§ **What you are asked to do**: The required output is a verbatim transcription of the listing, pictures excluded.

§ **Data shown**:
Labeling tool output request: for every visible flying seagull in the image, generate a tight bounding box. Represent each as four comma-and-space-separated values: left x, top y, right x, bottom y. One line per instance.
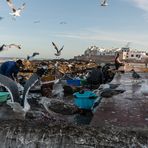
60, 21, 67, 25
0, 17, 4, 20
34, 20, 40, 24
6, 0, 26, 17
52, 42, 64, 56
8, 44, 21, 49
101, 0, 108, 6
0, 44, 6, 52
27, 52, 40, 60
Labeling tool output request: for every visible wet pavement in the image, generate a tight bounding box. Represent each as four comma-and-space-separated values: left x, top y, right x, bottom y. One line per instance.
91, 72, 148, 127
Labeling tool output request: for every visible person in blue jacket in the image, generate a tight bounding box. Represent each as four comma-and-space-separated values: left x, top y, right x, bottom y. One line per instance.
0, 59, 23, 81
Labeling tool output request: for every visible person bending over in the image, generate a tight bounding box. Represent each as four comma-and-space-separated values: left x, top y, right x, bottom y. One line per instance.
0, 59, 23, 81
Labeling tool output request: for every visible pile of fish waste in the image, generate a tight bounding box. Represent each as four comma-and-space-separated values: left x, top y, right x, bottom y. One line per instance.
39, 97, 78, 115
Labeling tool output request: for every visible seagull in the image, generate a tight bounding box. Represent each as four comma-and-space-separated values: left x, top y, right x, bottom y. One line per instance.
7, 98, 30, 117
34, 20, 40, 24
60, 21, 67, 25
0, 44, 6, 52
0, 17, 4, 20
8, 44, 21, 49
6, 0, 26, 17
101, 0, 108, 6
131, 69, 141, 79
52, 42, 64, 56
27, 52, 40, 60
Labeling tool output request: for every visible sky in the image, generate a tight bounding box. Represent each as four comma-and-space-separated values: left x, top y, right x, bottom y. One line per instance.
0, 0, 148, 59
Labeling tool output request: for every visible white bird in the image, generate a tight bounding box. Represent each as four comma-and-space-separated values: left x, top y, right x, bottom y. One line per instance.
8, 44, 21, 49
7, 97, 30, 117
6, 74, 40, 117
6, 0, 25, 17
52, 42, 64, 56
101, 0, 108, 6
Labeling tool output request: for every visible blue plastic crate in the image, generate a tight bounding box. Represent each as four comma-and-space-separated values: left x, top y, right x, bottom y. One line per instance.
67, 79, 81, 86
73, 91, 98, 110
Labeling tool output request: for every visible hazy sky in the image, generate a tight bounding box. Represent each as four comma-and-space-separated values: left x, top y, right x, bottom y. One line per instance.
0, 0, 148, 59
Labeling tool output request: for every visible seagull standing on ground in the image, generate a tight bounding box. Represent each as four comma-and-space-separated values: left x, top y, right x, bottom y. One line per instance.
131, 69, 141, 79
6, 0, 25, 17
52, 42, 64, 56
101, 0, 108, 6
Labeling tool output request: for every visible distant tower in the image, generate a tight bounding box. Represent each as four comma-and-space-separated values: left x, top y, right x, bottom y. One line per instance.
120, 42, 131, 60
121, 42, 131, 52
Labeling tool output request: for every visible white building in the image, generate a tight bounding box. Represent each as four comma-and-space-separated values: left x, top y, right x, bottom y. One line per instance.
75, 45, 148, 62
84, 46, 119, 57
121, 47, 147, 61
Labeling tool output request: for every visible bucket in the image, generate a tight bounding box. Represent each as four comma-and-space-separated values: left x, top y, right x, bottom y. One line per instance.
73, 91, 98, 110
0, 92, 10, 102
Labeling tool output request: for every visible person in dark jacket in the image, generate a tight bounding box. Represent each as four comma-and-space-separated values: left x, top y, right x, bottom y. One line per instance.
0, 59, 23, 81
86, 65, 104, 86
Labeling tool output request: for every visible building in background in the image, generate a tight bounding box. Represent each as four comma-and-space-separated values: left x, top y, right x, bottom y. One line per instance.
74, 45, 148, 63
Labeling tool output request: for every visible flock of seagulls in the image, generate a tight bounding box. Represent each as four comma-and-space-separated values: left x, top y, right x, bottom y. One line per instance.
3, 0, 107, 18
0, 42, 64, 58
0, 0, 108, 58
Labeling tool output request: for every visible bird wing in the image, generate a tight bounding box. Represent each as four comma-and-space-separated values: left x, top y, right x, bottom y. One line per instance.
0, 44, 6, 52
7, 101, 24, 113
32, 52, 39, 57
55, 53, 60, 56
6, 0, 16, 12
101, 0, 108, 5
18, 3, 25, 11
52, 42, 59, 52
27, 56, 30, 60
8, 44, 21, 49
58, 45, 64, 53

§ **Response**:
Labeling tool output request: for every visible flying seagull in the image, generate a tight bounding box. Represent each as four comma-and-space-separated values: left x, top y, right x, bottom y. One line per instance.
60, 21, 67, 25
0, 17, 4, 20
34, 20, 40, 24
6, 0, 26, 17
52, 42, 64, 56
8, 44, 21, 49
101, 0, 108, 6
0, 44, 6, 52
27, 52, 40, 60
Labeling tool output request: for every visible wet pavement in the image, generate a tight bounding box. Represent each as four comma-and-space-separated values: left x, top y, right x, bottom y. One line per instance.
91, 72, 148, 127
Labeling tool output request: for every visible person in blue jacket in the image, generate a tight bounding box. Represent each as four comma-and-space-separated values: left x, top y, right x, bottom y. One line per instance.
0, 59, 23, 81
Labeling tool output request: for every visible person bending over in the image, generate a tight bounding box. Represent each as four comma-and-space-separated values: left x, top y, right x, bottom y. One line per instance.
0, 59, 23, 81
Labeling tool output request: for every visible pile of fish waste in the image, generate a tight bounding box. Represent each as four comma-and-space-separated values: left x, top y, right x, bottom y. One line per instance.
39, 97, 78, 115
Labeling tool output request: for every visible seagull in the image, generate a tight bounding box. Represent each as four comma-and-space-separated values: left x, top y, right x, bottom y. One line per instance.
7, 98, 30, 117
34, 20, 40, 24
60, 21, 67, 25
0, 44, 6, 52
0, 17, 4, 20
8, 44, 21, 49
6, 0, 26, 17
101, 0, 108, 6
131, 69, 141, 79
52, 42, 64, 56
27, 52, 40, 60
Labeling tool output request: for every visible sky in the image, generate a tight bounding box. Represent each as four comma-and-space-separated values: left x, top y, right x, bottom y. One line per instance.
0, 0, 148, 59
Labeling tool output request: for every visible white bird in the image, generate a tight bounding box. Represent each as four comma-and-space-separated values: left x, top y, right x, bottom y. One line per instance.
8, 44, 21, 49
7, 97, 30, 117
6, 74, 40, 117
6, 0, 25, 17
52, 42, 64, 56
101, 0, 108, 6
Labeling tool output request: for every visible blue plastic crate in the image, generate a tight bounding box. Represent each as four comma-and-space-separated values: left x, top y, right x, bottom y. One line per instance.
67, 79, 81, 86
73, 91, 98, 110
Labeling tool output request: for every visible hazy sky in the image, generate a tight bounding box. Represent each as four comma-and-space-separated values: left x, top y, right x, bottom y. One line per instance.
0, 0, 148, 59
Labeling tool output request: for every visible seagull standing on ground in the image, generate a tight bounding box. Represent each as four comma-and-space-separated values: left x, top y, right x, bottom y. One line per instance.
131, 69, 141, 79
6, 0, 25, 17
52, 42, 64, 56
101, 0, 108, 6
Labeling tool output request: for every visible distant tower in the image, generate a tight bounding box. Represent each as four comma-and-space-separated values: left x, top y, right x, bottom y. One line per instance.
120, 42, 131, 60
121, 42, 131, 52
Labeling tool output request: for every visible white building in the image, generate a tight bounding box. Represent each as four comma-and-space-separated values: left x, top y, right x, bottom y. One line per instance.
75, 45, 148, 62
84, 46, 119, 57
121, 47, 147, 61
Labeling tool output request: for every visible bucket in the image, generate a tight bounding box. Represent each as four comma-and-space-separated values: left x, top y, right x, bottom y. One line per instance.
73, 91, 98, 110
0, 92, 10, 102
Labeling tool output request: for every visible person in dark jacket in the image, generate a tight bounding box. Represent each as four comma-and-space-separated values: left x, top y, right x, bottom y. One line per instance.
0, 59, 23, 81
86, 65, 104, 86
Labeling tool output request: for every visible building in background in the image, generate a tight bounding box. Represent each as four comma-and-space-separated values: left x, top y, right x, bottom y. One line per instance.
74, 45, 148, 63
Labeling tool output request: for every visible flock of seagulls in the image, generate a tight bounding box. Represent each as four comma-and-space-separated values: left x, top y, right x, bottom y. One line per instance.
3, 0, 107, 18
0, 42, 64, 58
0, 0, 108, 58
Labeling tool output request: for every visible bird wing in the image, generate a tight bounding box. Represent each as four comma-and-space-separated values: left x, top y, right x, bottom y. One line per instance.
0, 44, 6, 52
7, 101, 24, 113
32, 52, 39, 57
55, 53, 60, 56
6, 0, 16, 12
101, 0, 108, 5
18, 3, 25, 11
52, 42, 59, 52
27, 56, 30, 60
8, 44, 21, 49
58, 45, 64, 53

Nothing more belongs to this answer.